Texte source:
Un évêque allemand âgé de vingt-six ans s’était endetté auprès d'une grande banque pour acheter un grand diocèse. Il a surestimé ses capacités et, pour se libérer de sa dette, il dû réunir rapidement des liquidités. Pour la même raison, le Pape aussi avait besoin d'argent: il devait continuer à construire la basilique Saint-Pierre. Tous deux utilisaient le même système: une campagne de prédication pour obtenir l'indulgence plénière. Sauf que désormais, la bonne œuvre à accomplir n’était plus la reconquête de Jérusalem, mais seulement une modeste offrande monétaire. L'angoisse du salut était toujours très forte, mais maintenant elle entrait brutalement dans la logique du marché, accompagnée de slogans publicitaires: Wenn die Münze klingt, die Seele springt! («Quand la pièce résonne, l’âme saute au Ciel!»).

L'évêque faisait prêcher l'indulgence du Pape dans son diocèse et gardait pour lui un pourcentage des offrandes. Les revenus élevés, étaient favorisés par l'ambiguïté de la proposition (on parle aujourd'hui de «publicité men-songère»), mais à un moment donné, le jeu s’est bloqué.

Un jeune augustinien, professeur d'Ecriture Sainte, Martin Luther, met le doigt sur la plaie: s'il n'y a pas de conversion des cœurs, cela ne sert à rien de dépenser une fortune pour acheter les certificats pontificaux!

L'homme a changé, et son rapport à Dieu change aussi: l'homme moderne n'est plus sujet à un pacte féodal, mais un individu à la conscience tourmentée, en quête de vérité, intolérant à toutes mystifications. Il veut une relation sincère et libre avec Dieu, et non pas s’ôter la pensée de la tête en payant la facture. Lorsqu'il invite ses collègues à en discuter, le programme de discussion devient incontrôlable et envahit toute l'Allemagne, connaissant un succès énorme.

D’aide à la conversion qu’elle était, l’indulgence devient un synonyme d’infamie et le détonateur d’une contestation qui explose dans toute l’Europe: elle demeure ainsi dans de nombreuses consciences, encore aujourd’hui scandalisées par la gravité de ce qui s’est passé il y a cinq -siècles.

Essayons de mettre les choses en ordre: que dit l'Eglise aujourd'hui sur la doctrine des indulgences? Commençons par dire ce qui n'est plus valable: les jours, mois et années de «réduction de peine» ont été abolis par Paul vi en 1967. L'indulgence aujourd'hui ne peut être que partielle ou plénière, et est très limitée par rapport au passé. Ces qualités ne sont pas la chose la plus importante: aujourd'hui on prêche surtout la doctrine spirituelle qui les sous-tend: la doctrine des résidus du péché.

Consigne:
Rédigez la suite du texte sur les indulgences, en reprenant après sa dernière phrase. Les lignes ne sont pas nécessaires pour ce travail.

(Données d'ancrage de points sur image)
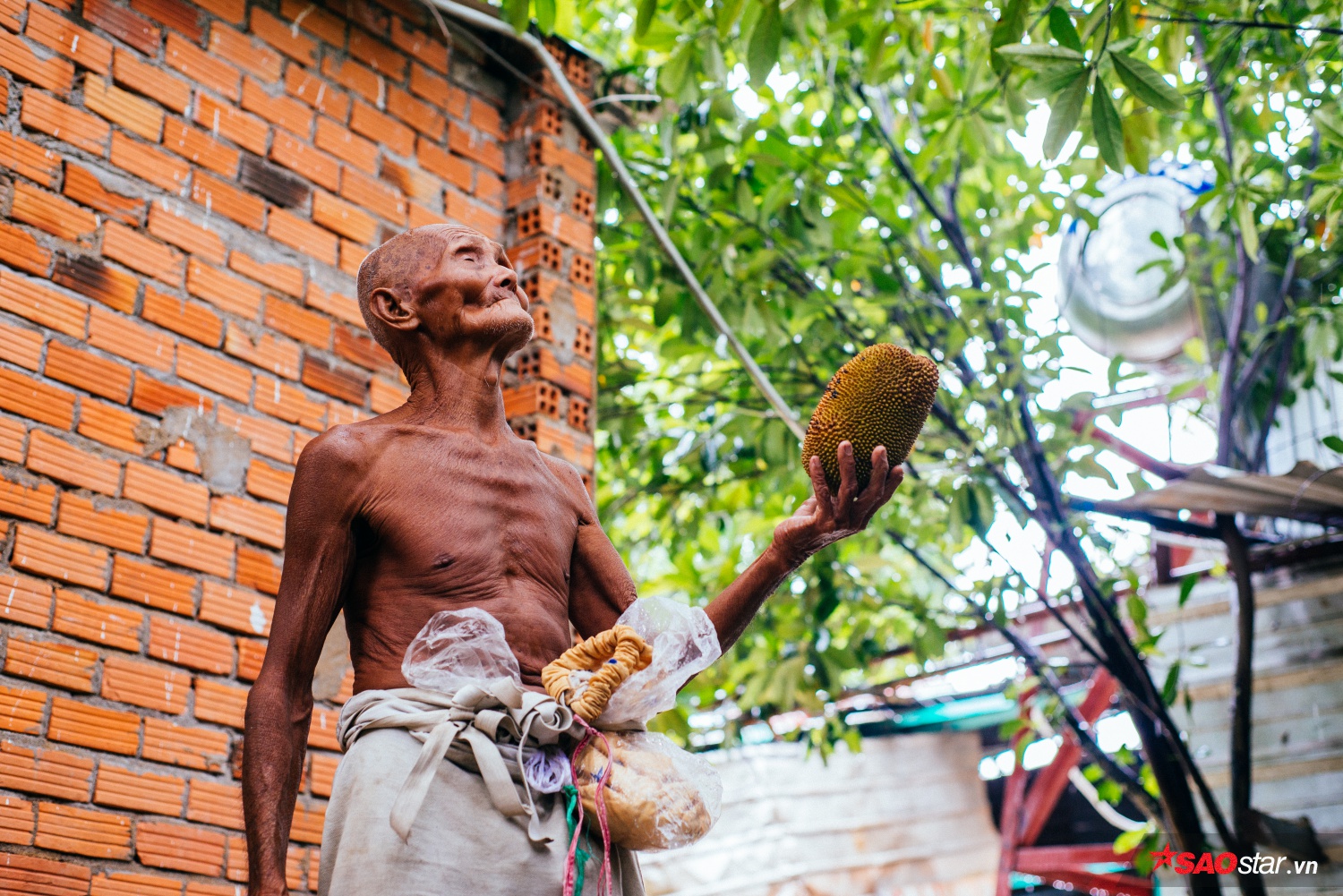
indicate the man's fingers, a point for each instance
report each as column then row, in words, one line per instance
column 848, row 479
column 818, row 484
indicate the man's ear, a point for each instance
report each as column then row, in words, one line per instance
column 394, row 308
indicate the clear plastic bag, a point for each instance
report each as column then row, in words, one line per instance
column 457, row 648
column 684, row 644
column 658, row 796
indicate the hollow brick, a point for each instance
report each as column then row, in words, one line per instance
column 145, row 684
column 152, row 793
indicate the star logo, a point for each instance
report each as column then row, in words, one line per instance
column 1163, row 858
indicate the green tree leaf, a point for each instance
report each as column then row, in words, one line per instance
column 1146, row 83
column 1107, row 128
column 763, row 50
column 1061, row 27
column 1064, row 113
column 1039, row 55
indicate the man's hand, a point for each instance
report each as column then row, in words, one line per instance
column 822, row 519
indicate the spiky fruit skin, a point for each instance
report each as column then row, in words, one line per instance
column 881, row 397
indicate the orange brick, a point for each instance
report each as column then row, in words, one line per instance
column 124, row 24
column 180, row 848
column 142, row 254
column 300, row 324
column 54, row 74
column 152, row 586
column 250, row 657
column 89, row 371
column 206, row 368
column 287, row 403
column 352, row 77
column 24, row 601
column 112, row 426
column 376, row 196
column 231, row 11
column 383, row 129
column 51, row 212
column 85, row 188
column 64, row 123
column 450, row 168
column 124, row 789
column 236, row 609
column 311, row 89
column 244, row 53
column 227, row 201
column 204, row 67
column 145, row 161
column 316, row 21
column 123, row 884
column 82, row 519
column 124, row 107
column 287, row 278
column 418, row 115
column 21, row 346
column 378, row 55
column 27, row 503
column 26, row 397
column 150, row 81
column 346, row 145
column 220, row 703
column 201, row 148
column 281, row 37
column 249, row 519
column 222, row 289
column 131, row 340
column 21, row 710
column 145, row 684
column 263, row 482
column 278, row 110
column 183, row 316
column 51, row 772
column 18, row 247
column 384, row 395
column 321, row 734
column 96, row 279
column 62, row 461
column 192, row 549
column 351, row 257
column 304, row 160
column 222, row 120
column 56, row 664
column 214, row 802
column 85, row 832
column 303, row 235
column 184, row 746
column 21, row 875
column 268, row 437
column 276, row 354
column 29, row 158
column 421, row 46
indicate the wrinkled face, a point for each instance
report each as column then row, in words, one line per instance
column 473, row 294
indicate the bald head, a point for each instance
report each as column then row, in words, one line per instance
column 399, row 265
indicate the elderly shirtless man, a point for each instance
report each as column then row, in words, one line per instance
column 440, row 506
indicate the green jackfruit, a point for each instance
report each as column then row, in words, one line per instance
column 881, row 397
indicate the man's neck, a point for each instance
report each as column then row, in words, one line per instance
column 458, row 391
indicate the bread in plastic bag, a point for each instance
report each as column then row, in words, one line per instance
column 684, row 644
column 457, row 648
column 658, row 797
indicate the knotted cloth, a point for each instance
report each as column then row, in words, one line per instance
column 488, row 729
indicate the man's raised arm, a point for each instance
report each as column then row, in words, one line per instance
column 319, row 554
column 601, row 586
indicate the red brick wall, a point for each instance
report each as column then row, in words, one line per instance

Réponse:
Après la confession, le péché est éliminé, mais la nostalgie du goût du péché demeure. Le mal garde son attrait, continue de nous tenter, nous affaiblit, nous fait retomber toujours dans les mêmes péchés. Quiconque est «sérieux» avec le Seigneur sait bien qu'on ne peut pas se leurrer en pensant qu'une confession suffit pour mettre fin au péché. Si nous avions la foi, il en serait sans doute ainsi, mais notre faiblesse est si grande que cela ne suffit malheureusement pas. Même le corps, après une maladie grave, a besoin d’une longue convalescence avant de guérir complètement. L'attrait du péché, ses résidus deviennent un fardeau pour celui qui veut marcher vite dans la volonté de Dieu.

La peine du péché, c'est précisément cette longue convalescence qui nous empêche de courir vite vers l'amour de Dieu pour nous.

L'Eglise donc, pour aider ceux qui souhaitent guérir plus rapidement, indique quelques bonnes œuvres qui sont certainement utiles pour guérir plus vite: en réalité ce sont toujours les mêmes. En effet, il nous est demandé de renforcer la communion avec le Christ dans les sacrements, avec la foi dans l'Eglise (récitation du Credo et de la prière pour le Pape) et avec nos frères (œuvres de charité). Lorsqu'une indulgence (partielle ou plénière) est attribuée à ces œuvres, nous croyons par la foi que l'attrait pour le péché diminue et qu'au contraire la charité et la sainteté augmentent de manière particulièrement intense. Les résidus du péché sont éliminés et la personne guérit plus vite qu’avant.

Voici pourquoi, aujourd'hui comme alors, un bon chrétien ne manque pas cette «offre spéciale»!